## Instructions for the task:
The data below needs to be returned exactly, line for line.

[Data records]
START

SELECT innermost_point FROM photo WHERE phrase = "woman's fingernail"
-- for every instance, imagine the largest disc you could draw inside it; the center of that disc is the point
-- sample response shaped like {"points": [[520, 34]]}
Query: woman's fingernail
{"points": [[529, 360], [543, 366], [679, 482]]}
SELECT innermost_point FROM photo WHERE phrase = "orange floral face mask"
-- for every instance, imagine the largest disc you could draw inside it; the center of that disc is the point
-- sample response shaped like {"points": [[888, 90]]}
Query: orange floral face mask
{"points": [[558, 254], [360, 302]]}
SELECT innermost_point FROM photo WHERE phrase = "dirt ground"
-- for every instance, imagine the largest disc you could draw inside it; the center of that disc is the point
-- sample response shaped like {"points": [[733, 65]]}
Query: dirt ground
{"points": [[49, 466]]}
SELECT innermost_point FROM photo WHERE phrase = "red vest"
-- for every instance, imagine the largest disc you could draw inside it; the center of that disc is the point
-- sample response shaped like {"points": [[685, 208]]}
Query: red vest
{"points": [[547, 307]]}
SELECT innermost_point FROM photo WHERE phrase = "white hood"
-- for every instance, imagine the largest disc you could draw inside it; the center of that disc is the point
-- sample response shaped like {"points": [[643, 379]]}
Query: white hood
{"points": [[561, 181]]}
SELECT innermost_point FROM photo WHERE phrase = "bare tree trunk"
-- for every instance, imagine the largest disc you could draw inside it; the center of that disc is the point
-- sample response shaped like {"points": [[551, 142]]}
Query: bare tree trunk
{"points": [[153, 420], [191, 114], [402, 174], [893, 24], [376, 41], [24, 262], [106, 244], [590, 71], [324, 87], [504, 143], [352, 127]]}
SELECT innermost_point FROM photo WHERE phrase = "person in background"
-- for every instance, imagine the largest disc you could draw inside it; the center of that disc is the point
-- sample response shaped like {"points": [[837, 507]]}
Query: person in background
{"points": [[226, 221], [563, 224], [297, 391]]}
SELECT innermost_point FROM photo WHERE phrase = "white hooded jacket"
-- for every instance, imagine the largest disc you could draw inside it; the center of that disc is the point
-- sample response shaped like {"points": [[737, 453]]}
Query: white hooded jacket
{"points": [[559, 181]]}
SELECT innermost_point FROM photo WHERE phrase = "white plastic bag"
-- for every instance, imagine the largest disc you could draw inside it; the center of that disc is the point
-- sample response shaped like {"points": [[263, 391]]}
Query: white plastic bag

END

## Correct answer:
SELECT innermost_point FROM photo WHERE phrase = "woman's fingernail"
-- for every instance, imagine the largest disc you could draw inside it; the center of that disc is the point
-- sample response shaped like {"points": [[520, 34]]}
Query: woman's fingernail
{"points": [[529, 360], [543, 366], [679, 482]]}
SELECT innermost_point FROM photo WHERE phrase = "orange floral face mask"
-- for every instance, imagine the largest disc you could draw inside it; the center of that disc is the point
-- sample response shaped like {"points": [[888, 90]]}
Query: orange floral face mask
{"points": [[558, 254], [360, 302]]}
SELECT innermost_point FROM photo WHERE phrase = "dirt ground"
-- for every instance, imagine the largest disc you could draw inside it; the center of that disc is the point
-- sample response shaped like {"points": [[733, 65]]}
Query: dirt ground
{"points": [[49, 466]]}
SELECT innermost_point FROM photo WHERE phrase = "red vest"
-- for every instance, imagine the largest disc you could draw inside it; the center of that disc is the point
-- sample response shaped like {"points": [[685, 208]]}
Query: red vest
{"points": [[547, 307]]}
SELECT innermost_point FROM photo WHERE phrase = "white hood"
-- for every instance, imagine the largest disc you could draw inside it; the center of that disc is the point
-- sample response shaped like {"points": [[643, 379]]}
Query: white hood
{"points": [[561, 181]]}
SELECT innermost_point FROM photo WHERE phrase = "bare tree trunk"
-- for every instance, imagine the largest disc you could draw inside it; the center of that disc is the point
-- sample response shaped like {"points": [[551, 142]]}
Query: bare tree trunk
{"points": [[153, 420], [191, 114], [402, 174], [893, 24], [376, 41], [24, 262], [106, 244], [590, 71], [324, 87], [504, 143], [352, 127]]}
SELECT innermost_point FROM photo WHERE phrase = "person in background"
-- for every instance, imagine the largest disc you could draw inside it; the center of that disc is the point
-- sample response shaped like {"points": [[837, 507]]}
Query: person in background
{"points": [[226, 221], [563, 224], [297, 391]]}
SELECT innermost_point FROM photo WHERE phrase = "white hooded jacket"
-- for every instance, imagine the largest disc you could draw inside it; the center of that disc is the point
-- sample response shaped like {"points": [[737, 453]]}
Query: white hooded jacket
{"points": [[559, 181]]}
SELECT innermost_point FROM photo WHERE phrase = "white plastic bag"
-- for every instance, imagine the largest disc you could draw inside it; the center of that disc is the point
-- sample response shaped like {"points": [[263, 391]]}
Query: white plastic bag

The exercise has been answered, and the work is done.